• [Text shown]
# Building a Smart Data Aggregator - Assignment 2

## Part 1: User Data Processing with Lists

### Write a function to:
- Filter out users older than 30 from specific countries (‘USA’, ‘Canada’).

In [1]:
def filter_users(data):
    country_to_check = ("usa", "canada")
    out = []
    for user in data:
        if int(user[2]) > 30 and user[3].lower() in country_to_check:
            out.append(user.copy())
    return out

- Extract their names into a new list.

In [2]:
def extract_names(data):
    filtered_users = filter_users(data)
    names = []
    for user in filtered_users:
        names.append(str(user[1]))
    return names

### Implement a function that:
- Sorts the original list of tuples by age and returns the top 10 oldest users.

In [3]:
def by_age(row):
    return int(row[2])
def sort_by_age(data):
    data.sort(key=by_age)
    return data

- checks if there are any users with duplicate names in the list. If duplicates are
found, output those names.

In [4]:
def check_duplicates(data):
    check = set()
    out = []
    for user in data:
        name = user[1].lower()
        if name not in check:
            check.add(name)
        else:
            out.append(name)
    return list(set(out))

## Part 2: Immutable Data Management with Tuples

### Write a function that:

- Takes a list of transactions (tuples) and finds the total number of unique users
involved in transactions.


- Ensures the integrity of the tuples by avoiding any changes to the original data.

In [5]:
def get_unique_users(data):
    check = set()
    unique_list = []
    for user in data:
        if user[1] not in check:
            check.add(user[0])
            unique_list.append(user)
    return unique_list

### Implement a function that:
- Identifies and returns the transaction with the highest amount without altering the
list of tuples.

In [6]:
def get_highest_amount(data):
    amount = float('-inf')
    my_tup = None
    for transaction in data:
        if int(transaction[2]) > amount:
            amount = int(transaction[2])
            my_tup = transaction
    return my_tup

- receives a list of tuples and returns two separate lists: one containing all the
transaction_ids and the other containing all user_ids. What challenges might
arise if the tuple size is inconsistent?

>> if there are some tuples with inconsistent size then the function that I have written below will not work correctly infact it may give index out of range error. It's also possible that it would not give any error, leading to incorrect results and also incorrect output. (We must know the indexes of transaction_ids and user_ids indexes in the tuples and data must be present at these indexes)

[Stored records]
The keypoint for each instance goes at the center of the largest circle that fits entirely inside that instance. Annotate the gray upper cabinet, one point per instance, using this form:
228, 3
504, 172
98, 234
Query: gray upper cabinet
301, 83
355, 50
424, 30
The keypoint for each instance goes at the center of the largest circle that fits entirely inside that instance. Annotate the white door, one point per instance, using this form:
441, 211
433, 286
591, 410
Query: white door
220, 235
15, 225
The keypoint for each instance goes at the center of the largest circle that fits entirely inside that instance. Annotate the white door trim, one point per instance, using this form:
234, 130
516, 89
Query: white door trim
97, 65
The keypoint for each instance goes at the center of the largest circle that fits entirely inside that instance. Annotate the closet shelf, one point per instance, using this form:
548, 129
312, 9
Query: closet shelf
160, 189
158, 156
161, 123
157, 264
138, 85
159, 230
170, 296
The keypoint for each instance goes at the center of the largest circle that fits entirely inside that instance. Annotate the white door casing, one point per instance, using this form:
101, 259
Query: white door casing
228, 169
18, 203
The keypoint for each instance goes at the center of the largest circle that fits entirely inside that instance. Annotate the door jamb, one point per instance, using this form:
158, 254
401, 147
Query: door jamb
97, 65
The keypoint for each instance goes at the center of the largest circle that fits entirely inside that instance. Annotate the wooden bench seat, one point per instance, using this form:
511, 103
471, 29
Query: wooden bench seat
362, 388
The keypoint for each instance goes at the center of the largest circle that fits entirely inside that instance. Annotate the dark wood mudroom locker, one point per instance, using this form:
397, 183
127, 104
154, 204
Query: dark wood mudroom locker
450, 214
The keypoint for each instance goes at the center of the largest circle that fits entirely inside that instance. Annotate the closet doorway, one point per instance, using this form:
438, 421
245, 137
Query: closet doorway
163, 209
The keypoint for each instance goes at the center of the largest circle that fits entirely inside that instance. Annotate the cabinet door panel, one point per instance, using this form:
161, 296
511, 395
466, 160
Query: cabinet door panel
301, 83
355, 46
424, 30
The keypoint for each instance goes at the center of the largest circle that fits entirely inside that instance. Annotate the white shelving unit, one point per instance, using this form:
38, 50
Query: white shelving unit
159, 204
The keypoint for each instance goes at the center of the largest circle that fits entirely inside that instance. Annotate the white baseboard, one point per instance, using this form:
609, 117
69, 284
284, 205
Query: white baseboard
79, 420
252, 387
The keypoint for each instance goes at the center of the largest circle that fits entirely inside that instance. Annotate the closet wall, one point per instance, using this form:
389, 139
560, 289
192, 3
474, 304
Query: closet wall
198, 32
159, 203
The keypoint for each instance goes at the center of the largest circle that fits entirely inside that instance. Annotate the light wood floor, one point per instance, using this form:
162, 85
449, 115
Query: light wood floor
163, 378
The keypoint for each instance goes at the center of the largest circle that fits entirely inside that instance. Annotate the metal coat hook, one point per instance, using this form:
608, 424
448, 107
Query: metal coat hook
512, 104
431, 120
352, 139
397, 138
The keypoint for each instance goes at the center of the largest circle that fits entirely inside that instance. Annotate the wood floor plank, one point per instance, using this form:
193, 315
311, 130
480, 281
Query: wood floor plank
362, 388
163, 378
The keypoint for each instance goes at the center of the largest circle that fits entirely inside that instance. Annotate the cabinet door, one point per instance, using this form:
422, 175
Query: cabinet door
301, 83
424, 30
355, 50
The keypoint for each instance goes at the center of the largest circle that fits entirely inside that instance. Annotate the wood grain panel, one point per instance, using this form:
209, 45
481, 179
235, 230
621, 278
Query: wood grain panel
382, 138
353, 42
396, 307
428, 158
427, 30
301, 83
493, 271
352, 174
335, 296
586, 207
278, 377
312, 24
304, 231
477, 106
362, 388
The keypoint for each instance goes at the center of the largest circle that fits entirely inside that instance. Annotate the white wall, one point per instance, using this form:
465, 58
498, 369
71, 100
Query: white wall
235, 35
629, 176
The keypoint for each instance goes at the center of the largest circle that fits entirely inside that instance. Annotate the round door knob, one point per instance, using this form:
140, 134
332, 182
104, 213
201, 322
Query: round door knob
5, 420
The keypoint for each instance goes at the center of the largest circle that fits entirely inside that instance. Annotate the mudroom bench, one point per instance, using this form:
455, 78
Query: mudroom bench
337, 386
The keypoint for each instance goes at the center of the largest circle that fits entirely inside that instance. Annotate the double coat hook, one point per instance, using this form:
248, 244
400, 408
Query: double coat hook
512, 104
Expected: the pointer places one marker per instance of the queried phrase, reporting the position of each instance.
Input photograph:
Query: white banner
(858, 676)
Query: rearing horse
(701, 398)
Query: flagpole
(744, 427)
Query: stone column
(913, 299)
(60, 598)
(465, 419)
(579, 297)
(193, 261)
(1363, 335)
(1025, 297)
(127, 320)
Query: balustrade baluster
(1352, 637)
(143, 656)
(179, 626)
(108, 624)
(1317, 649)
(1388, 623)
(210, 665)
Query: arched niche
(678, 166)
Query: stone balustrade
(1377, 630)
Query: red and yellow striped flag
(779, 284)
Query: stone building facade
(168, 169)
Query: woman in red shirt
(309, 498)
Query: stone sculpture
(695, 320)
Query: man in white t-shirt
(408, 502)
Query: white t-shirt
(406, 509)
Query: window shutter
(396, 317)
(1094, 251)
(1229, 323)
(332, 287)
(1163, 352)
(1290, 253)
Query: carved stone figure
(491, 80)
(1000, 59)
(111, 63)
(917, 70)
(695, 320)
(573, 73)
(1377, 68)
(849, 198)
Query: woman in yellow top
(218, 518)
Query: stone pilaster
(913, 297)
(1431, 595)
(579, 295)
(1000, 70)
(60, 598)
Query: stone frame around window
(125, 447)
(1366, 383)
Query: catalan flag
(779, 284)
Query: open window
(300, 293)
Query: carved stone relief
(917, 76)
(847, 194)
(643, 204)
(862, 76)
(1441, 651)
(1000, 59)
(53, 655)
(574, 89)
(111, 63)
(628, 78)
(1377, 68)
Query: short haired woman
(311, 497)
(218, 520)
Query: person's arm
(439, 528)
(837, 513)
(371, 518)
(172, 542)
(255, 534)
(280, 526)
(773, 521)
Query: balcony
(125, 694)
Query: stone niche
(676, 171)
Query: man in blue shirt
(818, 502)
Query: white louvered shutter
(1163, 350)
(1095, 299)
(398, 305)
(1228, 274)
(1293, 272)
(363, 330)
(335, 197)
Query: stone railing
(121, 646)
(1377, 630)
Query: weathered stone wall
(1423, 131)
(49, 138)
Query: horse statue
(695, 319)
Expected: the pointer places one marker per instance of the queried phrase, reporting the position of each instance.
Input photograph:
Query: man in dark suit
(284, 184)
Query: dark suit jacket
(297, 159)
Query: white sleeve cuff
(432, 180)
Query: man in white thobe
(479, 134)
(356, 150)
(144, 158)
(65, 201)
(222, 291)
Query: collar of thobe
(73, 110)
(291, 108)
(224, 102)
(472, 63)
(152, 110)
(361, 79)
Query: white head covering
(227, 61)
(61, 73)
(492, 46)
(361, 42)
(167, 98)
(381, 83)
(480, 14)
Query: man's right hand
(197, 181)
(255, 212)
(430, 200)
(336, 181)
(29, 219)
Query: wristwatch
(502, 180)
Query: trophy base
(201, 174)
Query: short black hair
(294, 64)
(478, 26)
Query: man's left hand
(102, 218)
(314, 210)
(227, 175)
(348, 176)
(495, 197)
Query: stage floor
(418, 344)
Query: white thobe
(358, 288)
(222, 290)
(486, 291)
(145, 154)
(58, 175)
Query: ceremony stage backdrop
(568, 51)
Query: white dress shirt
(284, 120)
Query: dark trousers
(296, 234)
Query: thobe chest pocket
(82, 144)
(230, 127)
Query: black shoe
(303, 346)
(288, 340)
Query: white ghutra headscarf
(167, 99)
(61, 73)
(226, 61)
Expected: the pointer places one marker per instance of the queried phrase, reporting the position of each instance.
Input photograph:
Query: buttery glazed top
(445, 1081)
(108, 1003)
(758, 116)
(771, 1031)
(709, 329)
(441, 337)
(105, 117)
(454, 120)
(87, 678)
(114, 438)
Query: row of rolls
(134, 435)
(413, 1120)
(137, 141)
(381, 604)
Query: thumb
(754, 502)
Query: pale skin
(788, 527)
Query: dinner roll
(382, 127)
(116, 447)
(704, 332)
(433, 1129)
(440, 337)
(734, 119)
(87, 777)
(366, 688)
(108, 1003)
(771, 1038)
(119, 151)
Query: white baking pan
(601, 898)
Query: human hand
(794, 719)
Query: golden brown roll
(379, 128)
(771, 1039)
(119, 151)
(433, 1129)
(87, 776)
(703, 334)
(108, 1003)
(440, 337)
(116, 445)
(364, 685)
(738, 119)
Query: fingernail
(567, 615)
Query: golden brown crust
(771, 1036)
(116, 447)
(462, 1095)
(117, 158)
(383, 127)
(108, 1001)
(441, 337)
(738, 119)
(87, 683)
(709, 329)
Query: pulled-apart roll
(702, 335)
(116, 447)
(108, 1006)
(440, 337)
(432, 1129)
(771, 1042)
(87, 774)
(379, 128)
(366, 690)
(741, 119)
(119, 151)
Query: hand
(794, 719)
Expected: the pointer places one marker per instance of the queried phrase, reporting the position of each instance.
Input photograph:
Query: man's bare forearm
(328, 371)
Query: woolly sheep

• [Problems]
1. Answer from the data aggregator assignment:
(a) Which two countries does the filtering function check users against?
(b) What starting value does the function for the highest transaction amount give to the variable amount?
(c) What error does the written response on inconsistent tuple size say may occur?
2. Repeat the part of the data aggregator assignment starting at "unique_list = []" and ending at "list of tuples.".
3. Finish out the next part of the data aggregator assignment from the point where it stops.
The stored records are separate material, apart from the data aggregator assignment.

• [Answers below]
1.
(a) USA and Canada
(b) float('-inf')
(c) An index out of range error

2.
unique_list = []
    for user in data:
        if user[1] not in check:
            check.add(user[0])
            unique_list.append(user)
    return unique_list

### Implement a function that:
- Identifies and returns the transaction with the highest amount without altering the
list of tuples.

3.
In [7]:
def get_ids(data):
    transaction_ids = set()
    user_ids = set()
    for user in data:
        transaction_ids.add(user[0])
        user_ids.add(user[1])
    return [list(transaction_ids), list(user_ids)]

## Part 3: Unique Data Handling with Sets
### Write a function that:
- Finds the users who visited both Page A and Page B.

In [8]:
def common_users(page_a, page_b):
    out = page_a.intersection(page_b)
    return out

- Finds users who visited either Page A or Page C, but not both.

In [9]:
def unique_users(page_a, page_c):
    out = page_a.symmetric_difference(page_c)
    return out

### Implement a function that:
- Updates the set for Page A with new user IDs.

In [10]:
def update_a(page_a, new_users):
    # page_a.update(new_users) or 
    for user in new_users:
        page_a.add(user)

- Removes a list of user IDs from the set for Page B.

In [11]:
def remove_from_b(page_b, user_ids):
    # page_a.difference_update(new_users) or 
    for user in user_ids:
        page_b.remove(user)

## Part 4: Data Aggregation with Dictionaries
### Write a function that:
- Filters out users who rated 4 or higher and stores their user_id and rating in a
new dictionary.

In [12]:
def filter_users(data):
    out = {user_id: feedback['rating'] for user_id, feedback in data.items() if feedback['rating'] >= 4}
    return out

- sort the dictionary of user feedback by rating in descending order and return the
top 5 users.

In [13]:
def top5_users(data):
    out_filtered = filter_users(data)
    out = dict(sorted(out_filtered.items(), key=lambda item: item[1], reverse=True)[:5])
    return out

### Implement a function that:
- Combines feedback from multiple dictionaries. If a user is present in more than
one dictionary, update their rating to the highest one and append their comments.

In [14]:
def update_feedback(out1):
    new_feedback = {}
    for feedback in out1:
        for user_id, comments in feedback.items():
            if user_id in new_feedback:
                new_feedback[user_id]['rating'] = max(new_feedback[user_id]['rating'], comments['rating'])
                new_feedback[user_id]['comments'].append(comments['comments'])
            else:
                new_feedback[user_id] = {
                    'rating': comments['rating'],
                    'comments': [comments['comments']]
                }
    return new_feedback

- Use dictionary comprehension to create a dictionary of user_id and rating for all
users whose rating is greater than 3.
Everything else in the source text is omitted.